> VORLIEGENDER TEXT
Welchen Herausforderungen begegnen Sie bei Ihrer Aufgabe, wirtschaftliche Unternehmensinteressen und den Schutz von Menschenrechten in Einklang zu bringen?
Die größte Herausforderung ist es, effektive Prozesse umzusetzen, die tatsächlich den Schutz von Menschenrechten verbessern. Wenn wir Menschenrechtsverletzungen im eigenen Unternehmen entdecken würden, würden wir diese sofort abstellen. Herausfordernd werden allerdings die Fälle, in denen Menschenrechtsverletzungen in der tieferen Lieferkette auftreten. Zum einen ist es schwierig, hier überhaupt Kenntnis von der Verletzung zu erlangen; zum anderen ist unser Einfluss auf Lieferant:innen in der tieferen Lieferkette, zu denen wir keine direkte Vertragsbeziehung pflegen, gering.
Vor Ihrer Tätigkeit bei Merck waren Sie in einer Wirtschaftskanzlei tätig. Was hat Sie zum Wechsel von der Kanzlei ins Unternehmen bewogen?
Ich wollte nah am Geschehen sein und selbst Prozesse implementieren. Als Berater:in bekommt man meistens nur den Teil mit, den man berät. Allerdings sind die Diskussionen und Sensibilitäten im Unternehmen nochmal vielfältiger. Zudem ist es auch etwas Anderes, über menschenrechtliche Sorgfaltspflichten zu sprechen und sie dann tatsächlich durchzusetzen. Letzteres ist viel schwieriger und es ist für mich wichtig, diese praktische Erfahrung zu sammeln und nicht nur einen Blick aus der Theorie auf das Thema Wirtschaft und Menschenrechte zu haben.

> AUFGABEN
(a) Prüfe für jede der folgenden Aussagen, ob sie mit dem vorliegenden Text übereinstimmt, und belege deine Antwort (ja oder nein) mit einem wörtlichen Zitat daraus. (i) Menschenrechtsverletzungen im eigenen Unternehmen würden sofort abgestellt. (ii) Der Einfluss auf Lieferant:innen in der tieferen Lieferkette ist groß. (iii) Vor der Tätigkeit bei Merck arbeitete die befragte Person in einer Wirtschaftskanzlei.
(b) Schreibe aus dem vorliegenden Text wortgetreu den Abschnitt ab, der bei „Welchen Herausforderungen begegnen“ beginnt und bei „Einklang zu bringen?“ endet.

> DATEN
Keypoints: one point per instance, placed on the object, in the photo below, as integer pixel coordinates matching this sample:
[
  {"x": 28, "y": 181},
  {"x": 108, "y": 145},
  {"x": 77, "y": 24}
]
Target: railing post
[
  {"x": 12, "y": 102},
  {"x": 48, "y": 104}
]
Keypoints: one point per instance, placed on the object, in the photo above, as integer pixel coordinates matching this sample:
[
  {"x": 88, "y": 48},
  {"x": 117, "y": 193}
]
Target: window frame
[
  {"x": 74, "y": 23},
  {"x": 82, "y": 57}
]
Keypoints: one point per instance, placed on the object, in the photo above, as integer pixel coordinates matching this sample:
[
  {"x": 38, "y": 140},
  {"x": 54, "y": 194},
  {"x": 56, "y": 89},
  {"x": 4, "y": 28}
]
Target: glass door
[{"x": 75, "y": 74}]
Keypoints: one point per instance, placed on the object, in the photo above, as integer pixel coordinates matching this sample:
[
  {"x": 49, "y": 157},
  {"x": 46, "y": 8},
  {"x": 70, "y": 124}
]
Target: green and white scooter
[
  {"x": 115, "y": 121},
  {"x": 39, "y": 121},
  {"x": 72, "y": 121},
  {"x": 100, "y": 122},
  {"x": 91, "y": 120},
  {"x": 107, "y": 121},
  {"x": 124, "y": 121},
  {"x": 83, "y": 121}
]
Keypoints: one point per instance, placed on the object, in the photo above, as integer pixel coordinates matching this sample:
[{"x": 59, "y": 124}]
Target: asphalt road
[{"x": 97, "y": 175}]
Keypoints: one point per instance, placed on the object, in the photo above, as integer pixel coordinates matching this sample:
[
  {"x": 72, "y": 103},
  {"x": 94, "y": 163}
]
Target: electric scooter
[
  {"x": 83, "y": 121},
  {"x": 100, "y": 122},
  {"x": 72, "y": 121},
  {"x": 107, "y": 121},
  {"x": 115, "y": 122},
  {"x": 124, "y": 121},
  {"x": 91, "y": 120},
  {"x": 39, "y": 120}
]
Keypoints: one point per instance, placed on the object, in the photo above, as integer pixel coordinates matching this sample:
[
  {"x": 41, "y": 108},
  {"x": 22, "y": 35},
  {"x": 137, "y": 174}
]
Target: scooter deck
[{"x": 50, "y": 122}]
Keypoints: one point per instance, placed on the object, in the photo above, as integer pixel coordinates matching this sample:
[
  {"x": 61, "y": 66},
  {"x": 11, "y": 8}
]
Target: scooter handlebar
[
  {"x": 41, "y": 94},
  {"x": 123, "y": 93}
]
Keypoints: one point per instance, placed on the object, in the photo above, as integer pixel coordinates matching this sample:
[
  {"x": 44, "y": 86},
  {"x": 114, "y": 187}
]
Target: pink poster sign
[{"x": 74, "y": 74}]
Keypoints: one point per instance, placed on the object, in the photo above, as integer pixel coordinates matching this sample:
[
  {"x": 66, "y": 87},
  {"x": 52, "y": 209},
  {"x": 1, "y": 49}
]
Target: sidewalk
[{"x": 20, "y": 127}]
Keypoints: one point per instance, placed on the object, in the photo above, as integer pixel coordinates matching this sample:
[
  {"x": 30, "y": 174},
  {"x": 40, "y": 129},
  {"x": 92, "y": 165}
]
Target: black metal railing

> ANTWORTEN
(a)
(i) Ja: „Wenn wir Menschenrechtsverletzungen im eigenen Unternehmen entdecken würden, würden wir diese sofort abstellen.“
(ii) Nein: „zum anderen ist unser Einfluss auf Lieferant:innen in der tieferen Lieferkette, zu denen wir keine direkte Vertragsbeziehung pflegen, gering.“
(iii) Ja: „Vor Ihrer Tätigkeit bei Merck waren Sie in einer Wirtschaftskanzlei tätig.“

(b)
Welchen Herausforderungen begegnen Sie bei Ihrer Aufgabe, wirtschaftliche Unternehmensinteressen und den Schutz von Menschenrechten in Einklang zu bringen?